Read more about them. Four plays of four differing styles, modes, and genres. So rather than detail what was good about ‘em (you either went or you didn’t – next time GO!), here’s where you can follow up on your favorites.
Dan Zolidis wrote !Artistic Inspiration, a wacky farce intended for high school-aged performers. It’s a specialty of Zolidis who has around 50 other plays like it available through Playscripts.com. (In fact, it’s a specialty of Playscripts.com, the wacky high-school farce. Through direct marketing and making samples of scripts readable on-line, high school students don’t have to go through teacher to find what plays they like.) If you liked this play, you might try Zolidis’ adaptation of Bobby Wilson Can Eat His Own Face; Stephen Gregg’s S.P.A.R (Dramatic Publishing); and Christopher Durang’s The Actor’s Nightmare (Dramatists Play Service).
Doug Wright wrote Wildwood Park, a daring psychological chiller. Included as part of a creepy evening of one-acts titled Unwrap Your Candy (all Wright’s plays are at Dramatists), which made my must-order pile. Doug Wright’s a Pulitzer Prize winner (for I Am My Own Wife) who focuses on the psychological need, maybe even drive, for transgressive self-delusion. His most well-known work is arguably Quills (stage play made into a feature film with Geoffrey Rush, Kate Winslet, Joaquin Phoenix and Michael Caine) about the power struggle between an asylum “warden” and his most outrageous and famous patient, the Marquis de Sade. How exactly can you punish a man who enjoys punishment? My personal favorite is The Stonewater Rapture, a heart-breaking two-hander about high school love gone wrong. David Harrower’s Blackbird (Dramatists) is recent full-length play of macabre re-connections, not dissimiliar to Wildwood Park. (Thanks for the suggestion, Sandy.)
The 25th Annual Putnam County Spelling Bee was written by Rachel Sheinkin (sp?), who I don’t know much about, with music and lyrics by William Finn. Super mondo musical theater geeks would be very familiar with Finn’s “Marvin” trilogy, three small musicals that focus on the foibles of, well, Marvin, a man who leapt out of the closet and struggles to be a good father, ex-husband, and lover. The short sung-through musicals (so more like operettas) include In Trousers, March of the Falsettos and Falsettoland. (MTI.) Fans of Putnam would like Marvin.

Extracted information =
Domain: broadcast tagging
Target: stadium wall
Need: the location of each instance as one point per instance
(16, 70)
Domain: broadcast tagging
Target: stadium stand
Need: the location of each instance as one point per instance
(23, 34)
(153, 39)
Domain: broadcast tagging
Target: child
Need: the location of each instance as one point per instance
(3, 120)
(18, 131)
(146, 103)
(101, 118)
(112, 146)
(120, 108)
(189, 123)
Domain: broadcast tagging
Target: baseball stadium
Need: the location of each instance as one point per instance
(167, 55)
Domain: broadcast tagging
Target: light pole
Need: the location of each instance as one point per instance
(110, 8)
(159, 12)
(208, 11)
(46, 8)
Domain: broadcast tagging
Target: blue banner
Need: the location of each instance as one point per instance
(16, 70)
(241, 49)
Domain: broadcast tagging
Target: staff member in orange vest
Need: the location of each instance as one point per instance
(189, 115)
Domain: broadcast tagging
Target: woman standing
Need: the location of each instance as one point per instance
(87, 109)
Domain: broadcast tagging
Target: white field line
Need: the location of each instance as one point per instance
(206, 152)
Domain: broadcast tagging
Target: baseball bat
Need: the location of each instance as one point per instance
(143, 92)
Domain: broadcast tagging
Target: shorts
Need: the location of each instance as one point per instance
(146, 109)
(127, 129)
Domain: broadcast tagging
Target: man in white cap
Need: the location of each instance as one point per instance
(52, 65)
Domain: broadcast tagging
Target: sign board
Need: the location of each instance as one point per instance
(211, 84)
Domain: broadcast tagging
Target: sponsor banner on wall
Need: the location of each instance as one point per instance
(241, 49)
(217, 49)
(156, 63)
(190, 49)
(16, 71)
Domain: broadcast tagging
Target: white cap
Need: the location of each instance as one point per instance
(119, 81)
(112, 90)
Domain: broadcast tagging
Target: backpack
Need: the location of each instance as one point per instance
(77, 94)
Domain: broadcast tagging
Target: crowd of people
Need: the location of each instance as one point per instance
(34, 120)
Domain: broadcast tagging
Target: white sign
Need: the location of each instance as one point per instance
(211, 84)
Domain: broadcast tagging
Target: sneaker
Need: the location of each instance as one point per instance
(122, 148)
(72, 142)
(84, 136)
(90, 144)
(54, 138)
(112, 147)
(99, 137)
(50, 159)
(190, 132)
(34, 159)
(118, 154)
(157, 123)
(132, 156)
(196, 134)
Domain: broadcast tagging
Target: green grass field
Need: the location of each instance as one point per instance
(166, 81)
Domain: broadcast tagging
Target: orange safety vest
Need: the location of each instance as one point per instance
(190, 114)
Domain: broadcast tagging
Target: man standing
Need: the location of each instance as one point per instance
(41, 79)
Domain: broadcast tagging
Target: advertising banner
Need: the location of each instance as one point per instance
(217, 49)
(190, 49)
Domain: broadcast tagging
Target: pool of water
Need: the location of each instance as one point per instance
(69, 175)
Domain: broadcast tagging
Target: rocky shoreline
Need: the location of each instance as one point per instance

Task requirements =
1 > Print the part of the piece on the four plays that begins at the words "The 25th Annual" and stops after the words "would like Marvin.", copying it word for word.
2 > In the piece on the four plays, which actors are named as appearing in the feature film of Quills?
3 > Write the next part of the piece on the four plays, picking up right after its last sentence.

Answer list =
1 >
The 25th Annual Putnam County Spelling Bee was written by Rachel Sheinkin (sp?), who I don’t know much about, with music and lyrics by William Finn. Super mondo musical theater geeks would be very familiar with Finn’s “Marvin” trilogy, three small musicals that focus on the foibles of, well, Marvin, a man who leapt out of the closet and struggles to be a good father, ex-husband, and lover. The short sung-through musicals (so more like operettas) include In Trousers, March of the Falsettos and Falsettoland. (MTI.) Fans of Putnam would like Marvin.

2 > Geoffrey Rush, Kate Winslet, Joaquin Phoenix, Michael Caine

3 >
All My Sons by some guy. Some guy who wrote Death of A Salesman, The Crucible, A View From the Bridge, and Resurrection Blues. Arthur Miller’s that guy, and three of those titles are regular combatants in the Greatest American Play arguments. Miller’s tragedies of the common man are arguably his stronger works, and my heart’s fondest of Sons (and Bremerton showed great plays are their own best argument for doing them). That doesn’t mean I don’t enjoy re-reading or seeing Salesman, Crucible, and Bridge. (Dramatists AND Samuel French AND lotsa used copies out there – check your used bookstores.) And if Miller gets to you too, try some Lillian Hellman and Robert E. Sherwood.
Join us. The board of the WSCTA could use a few more bodies, especially a treasurer. And it’d be nice if a Westside theatre stepped up to host Kaleidoscope ’13. (We’re looking at you, Bremerton and Tacoma . . .). But mainly, if you’re reading this, we need you. Put up a show, bring in one of us for a workshop or presentation, let us know what you’re doing. I’ll dribble out some more festival-related discoveries (what? You thought I’d blow it all in one blogpost? ) and news as we go along, but the main virtue of this medium is the two-way communication. Tell me what you wanna know.
Thanks to ACT Richland, Richland Players, Spokane Civic and Bremerton Community Theatre for the above plays and the great weekend. And thanks to Civic’s wonderful hosting – and rock the folks in Rochester, Bee’s! (Thanks for the Bee tiara, too. All my wife is jealous.)